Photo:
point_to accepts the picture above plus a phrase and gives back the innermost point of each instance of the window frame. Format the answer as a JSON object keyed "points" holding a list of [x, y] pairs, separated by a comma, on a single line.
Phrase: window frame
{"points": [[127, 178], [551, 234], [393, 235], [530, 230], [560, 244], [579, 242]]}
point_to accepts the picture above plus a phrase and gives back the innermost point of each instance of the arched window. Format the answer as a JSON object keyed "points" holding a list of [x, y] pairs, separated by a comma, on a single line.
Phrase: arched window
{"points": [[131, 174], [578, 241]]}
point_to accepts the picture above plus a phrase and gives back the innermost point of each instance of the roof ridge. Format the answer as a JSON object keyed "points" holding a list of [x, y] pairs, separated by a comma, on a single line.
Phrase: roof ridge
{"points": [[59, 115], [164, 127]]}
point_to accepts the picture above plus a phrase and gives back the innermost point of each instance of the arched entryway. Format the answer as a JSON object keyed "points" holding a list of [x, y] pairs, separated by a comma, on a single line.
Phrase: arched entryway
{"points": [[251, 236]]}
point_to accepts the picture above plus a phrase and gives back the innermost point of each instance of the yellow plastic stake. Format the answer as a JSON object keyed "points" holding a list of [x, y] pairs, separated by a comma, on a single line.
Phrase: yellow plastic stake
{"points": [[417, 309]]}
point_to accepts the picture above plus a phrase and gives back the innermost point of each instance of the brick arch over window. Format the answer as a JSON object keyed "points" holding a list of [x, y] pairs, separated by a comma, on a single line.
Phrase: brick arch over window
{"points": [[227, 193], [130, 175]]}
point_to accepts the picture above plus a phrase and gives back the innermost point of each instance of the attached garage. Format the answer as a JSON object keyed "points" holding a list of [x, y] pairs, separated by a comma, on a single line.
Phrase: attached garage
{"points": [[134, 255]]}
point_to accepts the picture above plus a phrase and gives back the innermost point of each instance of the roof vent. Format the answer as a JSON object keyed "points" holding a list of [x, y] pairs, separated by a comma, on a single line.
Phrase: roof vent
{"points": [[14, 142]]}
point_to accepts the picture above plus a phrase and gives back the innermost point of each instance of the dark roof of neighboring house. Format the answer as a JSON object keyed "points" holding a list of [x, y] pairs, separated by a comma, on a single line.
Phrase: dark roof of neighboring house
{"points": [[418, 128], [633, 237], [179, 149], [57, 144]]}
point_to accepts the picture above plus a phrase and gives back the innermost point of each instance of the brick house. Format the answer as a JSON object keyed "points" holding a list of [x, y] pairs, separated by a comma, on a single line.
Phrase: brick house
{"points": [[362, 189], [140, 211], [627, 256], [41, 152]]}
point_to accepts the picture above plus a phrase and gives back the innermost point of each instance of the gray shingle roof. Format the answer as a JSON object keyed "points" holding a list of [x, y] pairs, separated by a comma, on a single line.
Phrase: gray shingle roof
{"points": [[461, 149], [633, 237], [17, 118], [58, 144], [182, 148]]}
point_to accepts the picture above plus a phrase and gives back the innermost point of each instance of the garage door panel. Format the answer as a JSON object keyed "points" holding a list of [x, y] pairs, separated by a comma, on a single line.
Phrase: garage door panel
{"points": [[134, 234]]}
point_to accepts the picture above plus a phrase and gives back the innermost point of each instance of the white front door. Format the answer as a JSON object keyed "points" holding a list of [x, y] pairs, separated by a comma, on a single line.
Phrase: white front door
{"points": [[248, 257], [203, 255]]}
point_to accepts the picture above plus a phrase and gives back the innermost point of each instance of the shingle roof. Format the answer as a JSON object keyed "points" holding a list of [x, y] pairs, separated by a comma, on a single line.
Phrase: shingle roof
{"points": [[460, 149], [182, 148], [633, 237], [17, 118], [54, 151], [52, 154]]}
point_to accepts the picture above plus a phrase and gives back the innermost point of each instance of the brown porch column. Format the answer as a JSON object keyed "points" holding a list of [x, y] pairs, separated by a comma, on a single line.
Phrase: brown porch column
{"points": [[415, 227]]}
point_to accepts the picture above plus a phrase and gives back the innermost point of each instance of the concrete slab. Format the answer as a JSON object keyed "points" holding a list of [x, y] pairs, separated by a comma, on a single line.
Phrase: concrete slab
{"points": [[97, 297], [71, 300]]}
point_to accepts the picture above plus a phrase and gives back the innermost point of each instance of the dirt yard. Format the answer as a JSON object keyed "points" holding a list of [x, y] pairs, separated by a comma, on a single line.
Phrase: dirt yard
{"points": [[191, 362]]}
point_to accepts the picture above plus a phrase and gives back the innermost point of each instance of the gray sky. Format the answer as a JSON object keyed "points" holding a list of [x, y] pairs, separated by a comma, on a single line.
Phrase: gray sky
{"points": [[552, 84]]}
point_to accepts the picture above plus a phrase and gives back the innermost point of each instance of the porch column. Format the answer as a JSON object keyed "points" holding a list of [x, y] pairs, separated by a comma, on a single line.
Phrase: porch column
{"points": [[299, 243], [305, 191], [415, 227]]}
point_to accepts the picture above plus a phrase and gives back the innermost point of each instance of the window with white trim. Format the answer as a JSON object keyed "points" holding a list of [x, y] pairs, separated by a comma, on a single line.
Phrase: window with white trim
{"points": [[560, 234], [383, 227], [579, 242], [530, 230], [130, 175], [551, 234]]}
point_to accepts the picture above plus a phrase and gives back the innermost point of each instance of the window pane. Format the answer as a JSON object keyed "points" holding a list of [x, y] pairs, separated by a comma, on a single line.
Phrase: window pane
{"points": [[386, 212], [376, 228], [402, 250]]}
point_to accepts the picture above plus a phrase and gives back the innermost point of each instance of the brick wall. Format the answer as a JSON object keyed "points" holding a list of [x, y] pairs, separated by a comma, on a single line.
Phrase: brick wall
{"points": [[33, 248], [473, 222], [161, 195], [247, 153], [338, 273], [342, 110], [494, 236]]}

──────────────────────────────

EXERCISE INSTRUCTIONS –
Go through the records above and retype each one exactly.

ANSWER IN FULL –
Photo:
point_to accepts the picture above plus a phrase and gives back the innermost point of each instance of the window frame. Format the answer as a JSON object keyed "points" holding a list of [x, y] pairs, separated by a comma, on a single line.
Phrase: window frame
{"points": [[127, 178], [551, 234], [393, 235], [530, 230], [560, 244], [579, 242]]}
point_to accepts the picture above plus a phrase and gives back the innermost point of each instance of the arched window. Format the answer as a JSON object keyed "points" holding a list of [x, y] pairs, separated by a comma, on a single line.
Phrase: arched window
{"points": [[131, 174], [578, 241]]}
point_to accepts the picture above plus a phrase and gives back the innermost point of each instance of the roof ridge. Format the answer as a JSON object keyed "points" holding a list of [x, y] pairs, separated by a comma, on a single line.
Phrase: roof ridge
{"points": [[59, 115], [164, 127]]}
point_to accepts the picture above plus a phrase and gives back the innermost point of each instance of the arched entryway. Format the answer as a JSON object keyed "points" holding a list of [x, y] pairs, separated by a comma, on a single line.
Phrase: arched entryway
{"points": [[251, 236]]}
point_to accepts the picture above plus a phrase and gives back the innermost point of each instance of the yellow plastic stake. Format the answer as a JSON object keyed "points" holding a list of [x, y] pairs, separated by a comma, on a single line.
Phrase: yellow plastic stake
{"points": [[417, 309]]}
point_to accepts the picture above plus a phrase and gives back the innermost point of each instance of the brick arch over window. Format the answer as a JSON object keyed "points" holding a list of [x, y] pairs, separated by a comma, on a single line.
Phrase: brick arch over window
{"points": [[227, 193], [130, 175]]}
point_to accepts the picture above plus a phrase and gives back the innermost point of each instance of the attached garage. Format the answer as a JSON object keyed "points" holding a list of [x, y] pairs, separated by a comma, on a single line.
Phrase: attached garage
{"points": [[134, 255]]}
point_to accepts the picture above plus a phrase and gives back the innermost point of each instance of the roof vent. Format the answer as a JSON object keyed "points" holding a list of [x, y] pairs, separated by a comma, on a single line.
Phrase: roof vent
{"points": [[14, 142]]}
point_to accepts the picture above plus a phrase and gives back the innermost point of each instance of the dark roof of neighboring house. Format the answer as a JSON object keyed "points" holding a list of [x, y] pairs, separated by a comma, on a single line.
Phrase: dark roof of neighboring house
{"points": [[418, 128], [633, 237], [179, 149], [57, 144]]}
point_to accepts the picture above plus a phrase and gives back the innermost point of each instance of the brick house. Format the answer as a JSON object keyed "points" holding a list of [x, y] pairs, separated by a comma, on a single line.
Phrase: brick house
{"points": [[362, 189], [140, 211], [627, 256], [41, 152]]}
point_to accepts the picture above plus a phrase and gives back the innermost point of each instance of the gray shingle roof. Format the answer as a JSON object keyed "points" holding a list of [x, y] pairs, separated by a comma, on a single line.
Phrase: gray shingle roof
{"points": [[461, 149], [633, 237], [17, 118], [58, 144], [182, 148]]}
point_to accepts the picture above plus a phrase and gives back the innermost point of each instance of the garage door panel. Format the answer as a JSON object keyed "points" holding a list of [x, y] pairs, separated by a comma, on a single line.
Phrase: garage door panel
{"points": [[134, 234]]}
point_to accepts the picture above plus a phrase and gives back the innermost point of each instance of the white front door. Format the answer as a JSON object keyed "points" holding a list of [x, y] pairs, separated by a comma, on a single line.
Phrase: white front door
{"points": [[248, 257], [203, 255]]}
point_to accepts the picture above plus a phrase and gives back the innermost point of each instance of the shingle roof. Format the answer as a JSON object keyed "points" holding a list of [x, y] pairs, separated by a comma, on a single line.
Phrase: shingle roof
{"points": [[460, 149], [182, 148], [633, 237], [17, 118], [54, 151], [52, 154]]}
point_to accepts the picture above plus a phrase and gives back the innermost point of each instance of the brown porch column. Format the answer as a JSON object keyed "points" holding a list of [x, y] pairs, separated by a comma, on a single line.
Phrase: brown porch column
{"points": [[415, 227]]}
point_to accepts the picture above plus a phrase and gives back the innermost point of each instance of the concrete slab. Format the answer as a JSON object keyed "points" holding a list of [x, y] pairs, separated by a comma, on a single line.
Phrase: concrete slab
{"points": [[97, 297], [71, 300]]}
point_to accepts the picture above plus a phrase and gives back the innermost point of each instance of the dirt yard. Format the answer as a JSON object keyed "points" holding a list of [x, y] pairs, separated by a comma, on a single line.
Phrase: dirt yard
{"points": [[191, 362]]}
point_to accepts the picture above plus a phrase and gives back the innermost point of each instance of the gray sky. Format the answer as a JSON object keyed "points" holding a list of [x, y] pairs, separated by a comma, on a single line.
Phrase: gray sky
{"points": [[552, 84]]}
point_to accepts the picture above plus a phrase and gives back the innermost point of each instance of the porch column. Format the answer as a JSON object keyed "points" holding a list of [x, y] pairs, separated by a comma, on a single line.
Phrase: porch column
{"points": [[299, 243], [305, 191], [415, 227]]}
point_to accepts the picture above plus a phrase and gives back the innermost point of each instance of the window with white trim. Format the answer as a JSON object keyed "points" holding a list of [x, y] pairs, separated by a comma, on a single line.
Phrase: window with white trim
{"points": [[560, 234], [383, 227], [579, 242], [530, 230], [130, 175], [551, 234]]}
point_to accepts the picture above plus a phrase and gives back the innermost point of each instance of the window pane. Format the answer as a JSON object keyed "points" holding a list of [x, y] pairs, separated by a comma, on a single line.
Phrase: window pane
{"points": [[386, 212], [376, 228], [402, 250]]}
point_to accepts the picture above plus a phrase and gives back the innermost point of each instance of the brick wall. Format the answer as a JSON object keyed "points" holding a list of [x, y] pairs, separated by a comma, on a single line.
Phrase: brick wall
{"points": [[33, 248], [473, 222], [161, 195], [247, 153], [338, 273], [342, 110], [494, 236]]}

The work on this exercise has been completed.